### PASSAGE TO READ
# # # # #

The lost animals were soon replaced by purchase from the Nez Perces, and the
company divided up into brigades, some destined for the country east of the mountains,
and others for the south and west. In this year Meek rose a grade above the hired
trapper, and became one of the order denominated skin trappers. These, like the hired
trappers, depend upon the company to furnish them an outfit; but do not receive regular
wages, as do the others. They trap for themselves, only agreeing to sell their beaver to
the company which furnishes the outfit, and to no other. In this capacity, our Joe, and a
few associates, hunted this spring, in the Snake River and Salt Lake countries;
returning as usual to the annual rendezvous, which was appointed this summer to meet
on Green River. Here were the Rocky Mountain and American Companies; the St.
Louis Company, under Capt. Wm. Sublette and his friend Campbell; the usual camp of
Indian allies; and, a few miles distant, that of Captain Bonneville. In addition to all
these, was a small company belonging to Capt. Stuart, an Englishman of noble family,
who was traveling in the far west only to gratify his own love of wild adventure, and
admiration of all that is grand and magnificent in nature. With him was an artist named
Miller, and several servants; but he usually traveled in company with one or another of
the fur companies; thus enjoying their protection, and at the same time gaining a
knowledge of the habits of mountain life.
The rendezvous, at this time, furnished him a striking example of some of the ways of
mountain-men, least to their honorable fame; and we fear we must confess that our
friend Joe Meek, who had been gathering laurels as a valiant hunter and trapper during
the three or four years of his apprenticeship, was also becoming fitted, by frequent
practice, to graduate in some of the vices of camp life, especially the one of conviviality
during rendezvous. Had he not given his permission, we should not perhaps have said
what he says of himself, that he was at such times often very "powerful drunk."

# # # # #

### EXERCISE TASK A
Retype the passage about Joe Meek and the Green River rendezvous, between "The lost animals" and "Companies; the St.", inclusive.
### EXERCISE TASK B
Extend the account of Joe Meek at the Green River rendezvous, picking up right after its final sentence.

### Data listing
# # # # #

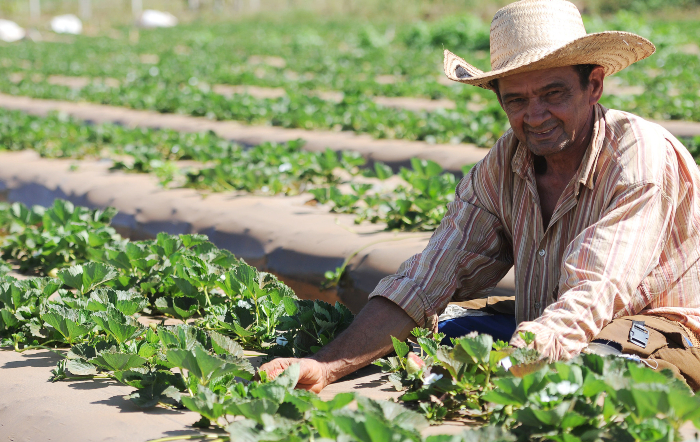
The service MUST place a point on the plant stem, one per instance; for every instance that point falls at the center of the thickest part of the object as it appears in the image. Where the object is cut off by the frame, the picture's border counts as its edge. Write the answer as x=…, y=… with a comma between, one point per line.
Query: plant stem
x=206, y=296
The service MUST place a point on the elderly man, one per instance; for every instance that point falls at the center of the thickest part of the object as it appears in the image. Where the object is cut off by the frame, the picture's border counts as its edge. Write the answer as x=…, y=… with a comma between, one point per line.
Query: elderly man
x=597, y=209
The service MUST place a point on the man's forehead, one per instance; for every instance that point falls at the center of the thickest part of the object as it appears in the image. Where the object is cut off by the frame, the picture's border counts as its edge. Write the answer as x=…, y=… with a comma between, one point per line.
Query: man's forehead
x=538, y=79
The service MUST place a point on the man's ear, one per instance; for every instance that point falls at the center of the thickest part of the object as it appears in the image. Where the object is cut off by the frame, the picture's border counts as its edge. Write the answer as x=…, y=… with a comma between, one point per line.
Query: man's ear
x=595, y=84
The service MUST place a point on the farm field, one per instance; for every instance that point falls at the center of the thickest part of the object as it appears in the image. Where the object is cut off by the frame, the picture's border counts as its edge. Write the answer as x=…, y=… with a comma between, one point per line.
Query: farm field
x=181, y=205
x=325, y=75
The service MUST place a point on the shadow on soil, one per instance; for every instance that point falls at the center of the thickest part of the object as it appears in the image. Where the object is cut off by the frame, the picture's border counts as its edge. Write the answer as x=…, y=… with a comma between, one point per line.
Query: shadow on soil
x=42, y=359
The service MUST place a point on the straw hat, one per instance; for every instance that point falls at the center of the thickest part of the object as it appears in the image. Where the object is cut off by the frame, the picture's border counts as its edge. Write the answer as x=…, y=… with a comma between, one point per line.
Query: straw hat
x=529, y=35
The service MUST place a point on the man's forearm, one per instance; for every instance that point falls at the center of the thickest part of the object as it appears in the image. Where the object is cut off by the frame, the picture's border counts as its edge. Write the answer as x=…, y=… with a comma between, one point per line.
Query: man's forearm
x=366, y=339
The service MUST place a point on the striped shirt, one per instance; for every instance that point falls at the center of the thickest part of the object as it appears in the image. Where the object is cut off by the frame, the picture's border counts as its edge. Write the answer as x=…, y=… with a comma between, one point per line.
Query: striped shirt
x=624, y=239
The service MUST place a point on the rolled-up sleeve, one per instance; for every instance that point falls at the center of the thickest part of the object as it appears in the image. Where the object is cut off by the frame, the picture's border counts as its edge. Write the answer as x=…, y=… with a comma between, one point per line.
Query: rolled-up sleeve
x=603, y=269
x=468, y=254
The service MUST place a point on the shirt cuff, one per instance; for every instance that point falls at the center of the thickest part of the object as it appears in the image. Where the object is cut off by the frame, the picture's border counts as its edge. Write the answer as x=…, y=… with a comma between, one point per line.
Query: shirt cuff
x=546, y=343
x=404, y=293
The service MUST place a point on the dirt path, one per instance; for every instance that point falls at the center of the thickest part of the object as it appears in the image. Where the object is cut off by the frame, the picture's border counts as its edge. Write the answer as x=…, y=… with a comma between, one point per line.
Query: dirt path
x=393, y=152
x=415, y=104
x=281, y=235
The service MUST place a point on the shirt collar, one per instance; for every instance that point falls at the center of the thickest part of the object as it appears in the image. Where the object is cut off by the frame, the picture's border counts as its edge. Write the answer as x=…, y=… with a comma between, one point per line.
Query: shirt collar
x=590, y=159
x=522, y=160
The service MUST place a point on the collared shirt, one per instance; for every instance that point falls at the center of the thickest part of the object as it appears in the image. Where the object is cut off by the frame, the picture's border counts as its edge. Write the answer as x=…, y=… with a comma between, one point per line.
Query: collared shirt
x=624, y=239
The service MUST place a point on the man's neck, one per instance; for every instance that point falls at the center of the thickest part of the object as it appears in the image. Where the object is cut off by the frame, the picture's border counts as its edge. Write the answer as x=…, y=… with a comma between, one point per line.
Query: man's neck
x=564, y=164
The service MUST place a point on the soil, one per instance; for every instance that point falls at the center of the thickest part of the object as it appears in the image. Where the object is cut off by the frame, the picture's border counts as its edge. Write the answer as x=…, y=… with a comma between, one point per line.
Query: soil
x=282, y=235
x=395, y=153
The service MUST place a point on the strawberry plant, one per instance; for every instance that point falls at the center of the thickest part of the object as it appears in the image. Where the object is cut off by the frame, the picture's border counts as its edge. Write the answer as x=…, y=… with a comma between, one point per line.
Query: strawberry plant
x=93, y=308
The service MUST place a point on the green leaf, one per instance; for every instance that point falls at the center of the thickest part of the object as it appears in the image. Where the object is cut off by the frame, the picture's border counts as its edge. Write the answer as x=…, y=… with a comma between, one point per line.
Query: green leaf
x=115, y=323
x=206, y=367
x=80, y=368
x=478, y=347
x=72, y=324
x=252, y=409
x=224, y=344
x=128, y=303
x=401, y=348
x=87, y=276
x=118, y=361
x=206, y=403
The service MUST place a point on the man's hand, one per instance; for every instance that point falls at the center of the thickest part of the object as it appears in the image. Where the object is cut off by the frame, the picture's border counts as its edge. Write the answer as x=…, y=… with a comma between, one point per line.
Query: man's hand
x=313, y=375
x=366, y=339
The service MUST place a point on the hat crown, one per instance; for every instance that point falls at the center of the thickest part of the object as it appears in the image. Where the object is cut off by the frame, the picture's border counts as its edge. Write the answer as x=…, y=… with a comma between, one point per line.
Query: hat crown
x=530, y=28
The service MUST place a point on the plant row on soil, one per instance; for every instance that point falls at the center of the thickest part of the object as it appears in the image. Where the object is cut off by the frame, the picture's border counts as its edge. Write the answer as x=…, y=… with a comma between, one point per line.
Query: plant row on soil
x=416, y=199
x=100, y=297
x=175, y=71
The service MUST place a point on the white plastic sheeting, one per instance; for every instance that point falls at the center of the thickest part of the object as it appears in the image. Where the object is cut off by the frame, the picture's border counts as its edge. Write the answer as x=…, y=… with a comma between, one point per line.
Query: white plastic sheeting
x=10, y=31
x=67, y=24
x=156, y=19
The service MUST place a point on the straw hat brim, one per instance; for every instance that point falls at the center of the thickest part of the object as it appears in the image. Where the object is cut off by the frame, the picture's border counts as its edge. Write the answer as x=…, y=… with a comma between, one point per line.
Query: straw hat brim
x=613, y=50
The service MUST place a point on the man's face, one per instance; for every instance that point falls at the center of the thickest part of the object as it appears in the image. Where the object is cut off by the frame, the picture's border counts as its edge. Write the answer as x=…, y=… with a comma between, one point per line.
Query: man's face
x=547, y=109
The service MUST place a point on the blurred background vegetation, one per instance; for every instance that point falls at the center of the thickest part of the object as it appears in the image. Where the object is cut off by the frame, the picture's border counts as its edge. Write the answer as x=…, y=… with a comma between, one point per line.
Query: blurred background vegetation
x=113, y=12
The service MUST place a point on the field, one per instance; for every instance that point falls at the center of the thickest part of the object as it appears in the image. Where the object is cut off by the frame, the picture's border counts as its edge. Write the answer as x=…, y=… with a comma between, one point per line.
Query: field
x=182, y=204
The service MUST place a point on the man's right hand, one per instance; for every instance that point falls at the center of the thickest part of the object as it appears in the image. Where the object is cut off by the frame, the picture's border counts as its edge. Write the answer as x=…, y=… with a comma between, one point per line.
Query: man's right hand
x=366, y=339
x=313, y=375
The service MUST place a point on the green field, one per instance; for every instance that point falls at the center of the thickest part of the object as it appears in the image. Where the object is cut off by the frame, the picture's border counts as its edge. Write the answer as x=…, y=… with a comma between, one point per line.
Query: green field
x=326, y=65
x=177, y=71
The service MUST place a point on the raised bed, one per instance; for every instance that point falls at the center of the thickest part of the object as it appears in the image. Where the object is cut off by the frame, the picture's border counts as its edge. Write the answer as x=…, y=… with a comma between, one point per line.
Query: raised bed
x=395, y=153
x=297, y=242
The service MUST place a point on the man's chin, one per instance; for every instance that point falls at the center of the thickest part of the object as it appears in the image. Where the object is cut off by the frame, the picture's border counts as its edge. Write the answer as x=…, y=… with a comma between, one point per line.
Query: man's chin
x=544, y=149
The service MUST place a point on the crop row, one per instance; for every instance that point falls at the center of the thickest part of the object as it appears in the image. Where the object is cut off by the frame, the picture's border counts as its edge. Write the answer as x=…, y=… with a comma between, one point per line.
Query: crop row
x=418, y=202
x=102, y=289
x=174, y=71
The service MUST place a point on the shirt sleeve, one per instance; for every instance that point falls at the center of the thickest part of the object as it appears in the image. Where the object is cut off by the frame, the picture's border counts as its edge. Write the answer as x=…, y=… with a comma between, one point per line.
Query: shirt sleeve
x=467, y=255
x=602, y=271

# # # # #

### EXERCISE RESPONSE A
The lost animals were soon replaced by purchase from the Nez Perces, and the
company divided up into brigades, some destined for the country east of the mountains,
and others for the south and west. In this year Meek rose a grade above the hired
trapper, and became one of the order denominated skin trappers. These, like the hired
trappers, depend upon the company to furnish them an outfit; but do not receive regular
wages, as do the others. They trap for themselves, only agreeing to sell their beaver to
the company which furnishes the outfit, and to no other. In this capacity, our Joe, and a
few associates, hunted this spring, in the Snake River and Salt Lake countries;
returning as usual to the annual rendezvous, which was appointed this summer to meet
on Green River. Here were the Rocky Mountain and American Companies; the St.

### EXERCISE RESPONSE B
During the indulgence of these excesses, while at this rendezvous, there occurred one
of those incidents of wilderness life which make the blood creep with horror. Twelve of
the men were bitten by a mad wolf, which hung about the camp for two or three nights.
Two of these were seized with madness in camp, sometime afterwards, and ran off into
the mountains, where they perished. One was attacked by the paroxysm while on a
hunt; when, throwing himself off his horse, he struggled and foamed at the mouth,
gnashing his teeth, and barking like a wolf. Yet he retained consciousness enough to
warn away his companions, who hastened in search of assistance; but when they
returned he was nowhere to be found. It was thought that he was seen a day or two
afterwards, but no one could come up with him, and of course, he too, perished.
Another died on his journey to St. Louis; and several died at different times within the
next two years.
At the time, however, immediately following the visit of the wolf to camp, Captain Stuart
was admonishing Meek on the folly of his ways, telling him that the wolf might easily
have bitten him, he was so drunk.
"It would have killed him,--sure, if it hadn't cured him! " said Meek,--alluding to the
belief that alcohol is a remedy for the poison of hydrophobia.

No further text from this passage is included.